## Exercise task 1:
In the DRBD mailing-list thread, which kernel version ran without the "Wrong magic value" errors?
## Exercise task 2:
Please continue the DRBD mailing-list thread about wrong magic values from the point where it stops.

[DRBD-user] frequent wrong magic value with kernel >4.9 caused by big mtu

Mon Feb 12 17:17:24 CET 2018

Am 08.02.18 um 11:30 schrieb Andreas Pflug:
> Am 01.02.18 um 13:34 schrieb Lars Ellenberg:
>> On Tue, Jan 23, 2018 at 07:14:13PM +0100, Andreas Pflug wrote:
>>> Am 15.01.18 um 16:37 schrieb Andreas Pflug:
>>>> Am 09.01.18 um 16:24 schrieb Lars Ellenberg:
>>>>> On Tue, Jan 09, 2018 at 03:36:34PM +0100, Lars Ellenberg wrote:
>>>>>> On Mon, Dec 25, 2017 at 03:19:42PM +0100, Andreas Pflug wrote:
>>>>>>> Running two Debian 9.3 machines, directly connected via 10GBit on-board
>>>>>>>
>>>>>>> X540 10GBit, with 15 drbd devices.
>>>>>>>
>>>>>>> When running a 4.14.2 kernel (from sid) or a 4.13.13 kernel (from
>>>>>>> stretch-backports), I see several "Wrong magic value 0x4c414245 in
>>>>>>> protocol version 101" per day issued by the secondary, with subsequent
>>>>>>> termination of the connection, reconnect and resync. The magic value
>>>>>>> logged differs, quite often 0x00.
>>>>>>>
>>>>>>> Using the current 4.9.65 kernel (or older) from stretch didn't show
>>>>>>> these aborts in the past, and after going back they're gone again. It
>>>>>>> seems to be some problem introduced after 4.9 kernels, since both 4.9
>>>>>>> and 4.13 include drbd 8.4.7. Maybe some interference with the nic driver?
>>>>>>>
>>>>>>> Kernel    drbd   ixgbe     errors
>>>>>>> 4.9.65   8.4.7  4.4.0-k    no
>>>>>>> 4.13.13  8.4.7  5.1.0-k    yes
>>>>>>> 4.14.2   8.4.10 5.1.0-k    yes
>>>>>> "strange".
>>>>>>
>>>>>> What does "lsblk -D" and "lsblk -t" say?
>>>>>>
>>>>>> Do you have a scratch volume you can play with?
>>>>>> As a datapoint, you try to "blkdiscard /dev/drbdX" it?
>>>>>> dd if=/dev/zero of=/dev/drbdX bs=1G oflag=direct count=1?
>>>>>>
>>>>>> Something like that?
>>>>>> Any "easy" reproducer?
>>>>> Maybe while preparing the pull requests for upstream,
>>>>> we missed/mangled/broke something.
>>>>>
>>>>> Can you also reproduce with "out-of-tree" drbd 8.4.10?
>>>>>
>>>> So I have currently kernel 4.9.65 with drbd 8.3.7 on the primary server,
>>>> with the second server (4.14.7 with drbd 8.3.11-rc1) having all drbd
>>>> devices secondary.

## Data excerpt:

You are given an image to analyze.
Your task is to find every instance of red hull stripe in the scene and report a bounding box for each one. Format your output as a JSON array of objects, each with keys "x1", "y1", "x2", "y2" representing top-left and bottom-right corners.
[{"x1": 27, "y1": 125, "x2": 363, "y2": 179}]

## Final result 1:
4.9.65

## Final result 2:
>>>>
>>>> Llogged in kern.log on the secondary:
>>>> Jan 15 15:13:22 xen2 kernel: [451977.741177] drbd monitor.opt: Wrong
>>>> magic value 0x64656772 in protocol version 101
>>> Any news on this issue, anything to test?
>>> Still getting that message 20 times a day, system not really busy.
>> Nothing I can make any sense of, yet.
>> And as of now, afaics, you are "the only one" reporting this.
>> Can be a lot of things.
>>
>> Maybe you can setup a tcpdump capture in ringbuffer mode,
>> wait for this to happen (watching the kernel log),
>> and make me the pcap containing the event available somehow?
>>
>> something like this (please double check the man page yourself):
>> tcpdump  -s 0 -i $NIC -w drbd.pcap. -W 100 -C 1 [possible port filter here]
>> (keep in mind that pcap will contain raw block device data,
>> which you may not want to show to "the internet").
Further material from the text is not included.